-- Start MATERIAL SHOWN --

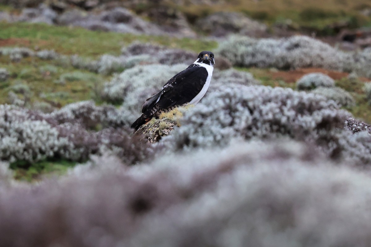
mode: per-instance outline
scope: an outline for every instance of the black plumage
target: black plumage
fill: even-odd
[[[169,80],[158,93],[146,100],[142,107],[142,116],[131,127],[136,131],[160,110],[190,102],[201,91],[209,75],[207,70],[200,63],[204,62],[213,69],[213,57],[214,54],[209,51],[201,53],[195,63]],[[212,70],[211,71],[212,73]]]

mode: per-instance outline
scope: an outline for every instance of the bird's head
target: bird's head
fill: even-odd
[[[214,66],[215,60],[214,60],[214,53],[211,51],[201,51],[197,57],[197,61],[200,63],[205,63]]]

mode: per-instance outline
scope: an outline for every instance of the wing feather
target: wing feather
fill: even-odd
[[[147,100],[142,112],[146,117],[154,109],[165,109],[188,103],[201,91],[207,78],[205,68],[191,65],[175,75],[155,94]]]

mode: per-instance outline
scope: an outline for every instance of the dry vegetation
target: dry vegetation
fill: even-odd
[[[124,33],[0,22],[0,246],[371,246],[371,48],[270,36],[288,18],[295,33],[367,27],[371,4],[197,2],[107,12],[139,15]],[[193,37],[164,35],[159,9],[180,26],[184,14]],[[269,37],[194,25],[237,10]],[[122,24],[99,12],[96,27]],[[204,97],[133,134],[145,99],[204,50],[218,66]]]

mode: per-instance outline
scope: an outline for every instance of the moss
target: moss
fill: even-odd
[[[58,53],[77,53],[93,57],[105,53],[117,54],[123,46],[135,41],[150,41],[197,52],[212,50],[217,46],[215,41],[93,31],[79,27],[24,23],[0,22],[0,39],[12,39],[14,46],[32,49],[37,46],[43,49],[54,50]],[[17,44],[17,42],[20,44]]]
[[[76,163],[65,160],[43,161],[30,164],[24,161],[11,164],[10,168],[14,171],[16,179],[29,182],[41,179],[45,176],[51,176],[65,173],[69,168]]]
[[[169,134],[174,127],[180,127],[179,121],[183,116],[182,112],[193,106],[194,105],[181,106],[162,113],[158,118],[151,119],[139,128],[137,133],[145,135],[150,143],[157,142],[162,137]]]

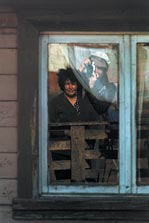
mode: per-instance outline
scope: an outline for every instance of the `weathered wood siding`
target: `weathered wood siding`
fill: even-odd
[[[0,8],[0,222],[17,194],[17,18]]]

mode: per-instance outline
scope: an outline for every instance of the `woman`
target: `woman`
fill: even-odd
[[[95,121],[99,115],[93,109],[87,97],[82,99],[80,86],[71,68],[60,69],[58,83],[63,91],[49,106],[51,122]]]

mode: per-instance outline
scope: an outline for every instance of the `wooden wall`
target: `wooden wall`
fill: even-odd
[[[17,196],[17,52],[16,13],[10,7],[0,7],[0,223],[28,222],[13,220],[11,209]],[[61,221],[40,221],[44,222]],[[67,221],[72,222],[76,221]]]

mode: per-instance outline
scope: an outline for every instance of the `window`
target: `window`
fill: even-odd
[[[40,36],[41,194],[149,192],[147,39],[131,35]],[[107,100],[106,112],[101,115],[97,109],[102,119],[51,122],[48,110],[52,98],[60,93],[59,69],[73,69],[82,87],[81,97],[87,92],[101,100],[98,88],[80,71],[84,59],[94,55],[106,60],[108,86],[113,84],[116,89],[114,97]],[[106,100],[102,97],[102,101]]]

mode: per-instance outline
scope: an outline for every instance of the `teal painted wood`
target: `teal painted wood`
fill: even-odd
[[[41,35],[40,41],[40,188],[42,193],[149,193],[148,186],[136,186],[136,43],[147,36],[130,35]],[[48,43],[117,43],[119,45],[119,186],[48,185],[47,168],[47,74]],[[41,128],[42,126],[42,128]]]
[[[136,120],[135,120],[135,113],[136,113],[136,101],[137,101],[137,43],[148,43],[149,36],[148,35],[135,35],[132,36],[131,39],[131,55],[132,55],[132,192],[135,194],[149,194],[149,185],[145,186],[138,186],[136,184],[136,159],[137,159],[137,142],[136,142]]]
[[[120,143],[124,138],[123,148],[121,148],[121,153],[123,153],[123,161],[124,166],[123,168],[123,177],[124,179],[121,179],[120,184],[123,185],[123,188],[121,187],[122,193],[130,193],[130,182],[131,182],[131,120],[130,120],[130,38],[128,35],[124,36],[124,83],[120,85],[120,88],[124,91],[124,107],[122,110],[122,117],[120,118],[120,121],[123,119],[124,123],[123,125],[120,124],[120,130],[124,128],[124,134],[120,137]],[[121,53],[121,52],[120,52]],[[121,108],[122,109],[122,108]],[[120,159],[120,160],[121,160]],[[121,165],[121,164],[120,164]]]
[[[39,189],[47,192],[48,173],[48,37],[39,41]]]
[[[132,120],[132,145],[131,145],[131,150],[132,150],[132,193],[137,192],[136,188],[136,72],[137,72],[137,64],[136,64],[136,36],[132,36],[131,38],[131,95],[132,95],[132,101],[131,101],[131,120]]]

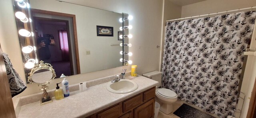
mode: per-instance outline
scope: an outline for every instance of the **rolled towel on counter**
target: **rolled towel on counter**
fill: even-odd
[[[27,88],[26,84],[20,77],[20,75],[13,68],[12,64],[5,53],[3,53],[4,61],[6,70],[7,78],[8,79],[10,89],[12,97],[18,95]]]

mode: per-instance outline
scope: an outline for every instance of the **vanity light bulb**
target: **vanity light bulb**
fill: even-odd
[[[132,45],[131,44],[128,44],[127,46],[129,46],[129,47],[132,47]]]
[[[25,8],[27,7],[27,4],[24,2],[17,2],[17,4],[20,7],[22,8]]]
[[[15,16],[21,20],[25,20],[26,18],[25,14],[21,12],[17,12],[15,13]]]
[[[128,61],[128,64],[132,64],[132,60]]]
[[[128,35],[128,38],[132,38],[132,35],[131,34]]]
[[[130,29],[132,29],[132,25],[129,25],[129,26],[128,26],[128,28],[129,30],[130,30]]]
[[[129,20],[132,20],[132,19],[133,19],[133,16],[132,16],[129,15],[129,16],[128,16],[128,19]]]
[[[33,47],[28,46],[22,48],[21,50],[22,51],[22,52],[27,54],[31,52],[33,49]]]
[[[119,38],[121,39],[123,39],[123,35],[120,35],[120,36],[119,36]]]
[[[123,18],[119,18],[119,22],[123,22]]]
[[[28,62],[25,64],[25,67],[28,69],[32,68],[34,66],[35,64],[32,62]]]
[[[21,29],[19,30],[20,35],[26,37],[30,37],[31,36],[31,33],[25,29]]]
[[[122,31],[123,30],[123,27],[120,27],[119,28],[119,30],[121,30],[121,31]]]
[[[23,0],[15,0],[15,1],[18,2],[23,2]]]
[[[27,2],[27,8],[30,8],[30,5],[29,4],[29,3]]]
[[[128,54],[129,56],[132,56],[132,53],[131,52],[128,52]]]

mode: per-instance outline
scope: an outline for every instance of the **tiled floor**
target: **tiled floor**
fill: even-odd
[[[158,115],[157,116],[157,118],[180,118],[179,117],[173,114],[173,112],[175,112],[177,109],[178,109],[179,108],[179,107],[180,107],[180,106],[182,105],[183,104],[186,104],[200,111],[203,111],[204,112],[205,112],[208,114],[212,115],[214,117],[215,117],[216,118],[219,118],[218,116],[217,116],[217,115],[215,114],[210,114],[210,113],[205,112],[203,111],[200,108],[196,106],[195,106],[194,105],[187,103],[186,102],[183,101],[178,100],[178,101],[177,101],[177,102],[175,102],[175,103],[174,103],[173,104],[173,111],[172,111],[172,113],[171,113],[170,114],[168,115],[166,115],[164,113],[163,113],[161,111],[159,111],[159,112],[158,113]]]

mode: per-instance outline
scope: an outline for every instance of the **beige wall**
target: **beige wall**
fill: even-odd
[[[163,21],[162,22],[162,34],[161,36],[161,56],[159,64],[159,70],[162,70],[162,62],[163,60],[163,53],[164,53],[164,42],[165,27],[166,25],[166,20],[170,19],[179,18],[181,16],[182,7],[175,4],[169,0],[164,0],[163,4]]]
[[[30,1],[32,1],[30,0]],[[23,65],[17,35],[11,0],[1,0],[4,4],[0,7],[0,43],[4,51],[9,55],[14,68],[25,80]],[[72,2],[74,0],[72,0]],[[133,64],[138,66],[139,74],[158,70],[160,49],[156,45],[161,43],[162,0],[76,0],[90,7],[132,14],[134,19],[130,22],[133,28],[130,33],[133,35],[130,42],[133,44],[129,49],[133,55],[130,58]],[[70,84],[94,79],[120,73],[123,68],[130,70],[130,66],[124,66],[67,77]],[[51,82],[50,89],[54,89],[55,84],[62,80],[56,79]],[[36,85],[27,84],[28,88],[19,96],[40,92]]]
[[[208,0],[182,6],[181,18],[256,6],[255,0]]]
[[[255,0],[208,0],[183,6],[181,18],[221,12],[239,8],[256,6]],[[254,9],[256,10],[256,9]],[[256,48],[256,31],[254,30],[250,48]],[[246,94],[244,103],[240,118],[246,118],[251,92],[256,77],[256,58],[249,56],[247,61],[241,91]],[[241,109],[242,100],[240,100],[238,108]],[[237,113],[239,114],[239,113]]]

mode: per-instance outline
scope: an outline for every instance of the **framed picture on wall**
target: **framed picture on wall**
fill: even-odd
[[[112,27],[96,26],[97,36],[113,36]]]
[[[117,40],[122,40],[123,39],[120,38],[120,35],[123,35],[123,32],[117,32]]]

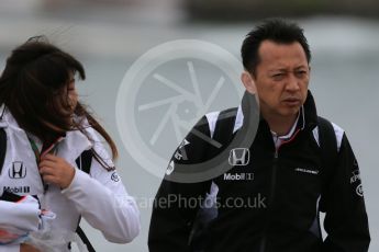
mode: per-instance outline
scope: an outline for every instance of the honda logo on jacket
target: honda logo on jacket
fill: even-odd
[[[23,162],[14,161],[12,169],[9,169],[9,177],[11,179],[24,179],[26,176],[26,168]]]
[[[247,148],[232,149],[228,156],[228,164],[233,167],[247,165],[250,161],[250,151]]]

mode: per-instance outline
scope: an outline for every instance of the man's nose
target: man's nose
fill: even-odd
[[[286,90],[290,92],[298,91],[300,90],[299,84],[299,79],[293,73],[290,73],[286,83]]]

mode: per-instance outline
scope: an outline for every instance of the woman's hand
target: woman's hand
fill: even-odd
[[[63,190],[71,184],[75,175],[75,168],[65,159],[54,154],[42,157],[38,168],[45,183],[55,184]]]
[[[22,244],[20,245],[20,252],[40,252],[40,250],[35,249],[35,248],[32,247],[32,245],[22,243]]]

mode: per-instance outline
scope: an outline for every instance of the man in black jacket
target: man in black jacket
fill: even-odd
[[[211,214],[201,234],[201,249],[207,252],[368,251],[359,168],[344,130],[332,126],[335,158],[327,160],[321,148],[321,135],[327,135],[322,133],[308,90],[311,51],[302,28],[283,20],[265,21],[246,36],[242,58],[244,100],[255,93],[259,100],[255,137],[247,148],[226,148],[230,156],[224,170],[218,173],[212,165],[202,165],[203,180],[186,181],[180,165],[191,177],[199,172],[191,164],[210,164],[208,160],[220,156],[223,148],[209,139],[230,135],[225,142],[233,142],[238,134],[247,133],[254,127],[254,119],[247,116],[254,106],[243,101],[234,112],[208,114],[193,127],[175,152],[158,190],[149,251],[194,251],[199,244],[194,244],[197,233],[192,231],[203,216],[207,198],[214,198],[218,211]],[[234,113],[232,133],[222,129],[230,124],[222,115],[228,113]],[[320,211],[325,213],[324,240]]]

-- End MATERIAL SHOWN --

WRITTEN REQUEST
Turn the stretch of entries from the start through the line containing "[[[0,8],[0,222],[17,194],[17,18]]]" into a two-column CSV with columns named entry_text and outline, one row per entry, each value in a single quoted field with line breaks replaced by spaces. Leave the pictures out.

EXPECTED ANSWER
entry_text,outline
"mode: per-instance outline scope: an outline for every instance of the black plumage target: black plumage fill: even-odd","[[[169,80],[158,93],[146,100],[142,107],[142,116],[131,127],[136,131],[160,110],[190,102],[201,91],[209,75],[207,70],[200,63],[204,62],[213,69],[213,57],[214,54],[209,51],[201,53],[195,63]],[[212,70],[211,71],[212,73]]]"
"mode: per-instance outline scope: an outline for every instance of the bird's head target: bird's head fill: even-odd","[[[214,66],[215,60],[214,60],[214,53],[211,51],[201,51],[197,57],[197,61],[200,63],[205,63]]]"
"mode: per-instance outline scope: an outline for every instance of the wing feather target: wing feather fill: even-odd","[[[147,100],[142,112],[146,117],[154,109],[165,109],[188,103],[201,91],[207,78],[205,68],[191,65],[175,75],[155,94]]]"
"mode: per-instance outline scope: an outline for every instance of the dry vegetation target: dry vegetation fill: even-odd","[[[124,33],[0,22],[0,246],[371,246],[371,48],[270,36],[288,18],[295,33],[367,27],[371,4],[197,2],[107,12],[139,15]],[[193,37],[164,35],[159,9],[180,26],[184,14]],[[269,37],[194,25],[237,10]],[[122,24],[99,12],[96,27]],[[204,97],[133,134],[145,99],[204,50],[218,66]]]"
"mode: per-instance outline scope: an outline for every instance of the moss target: moss fill: even-odd","[[[58,53],[77,53],[93,57],[105,53],[117,54],[123,46],[135,41],[150,41],[197,52],[212,50],[217,46],[215,41],[93,31],[79,27],[24,23],[0,22],[0,39],[12,39],[14,46],[32,49],[37,46],[43,49],[54,50]],[[17,44],[17,42],[20,44]]] [[[76,163],[65,160],[43,161],[30,164],[24,161],[11,164],[10,168],[14,171],[16,179],[29,182],[41,179],[45,176],[51,176],[65,173],[69,168]]] [[[169,134],[174,127],[180,127],[179,121],[183,116],[182,112],[193,106],[194,105],[181,106],[162,113],[158,118],[151,119],[139,128],[137,133],[145,135],[150,143],[157,142],[162,137]]]"
"mode: per-instance outline scope: an outline for every instance of the `weathered wood siding` target: `weathered wood siding` fill: even-odd","[[[0,8],[0,222],[17,194],[17,18]]]"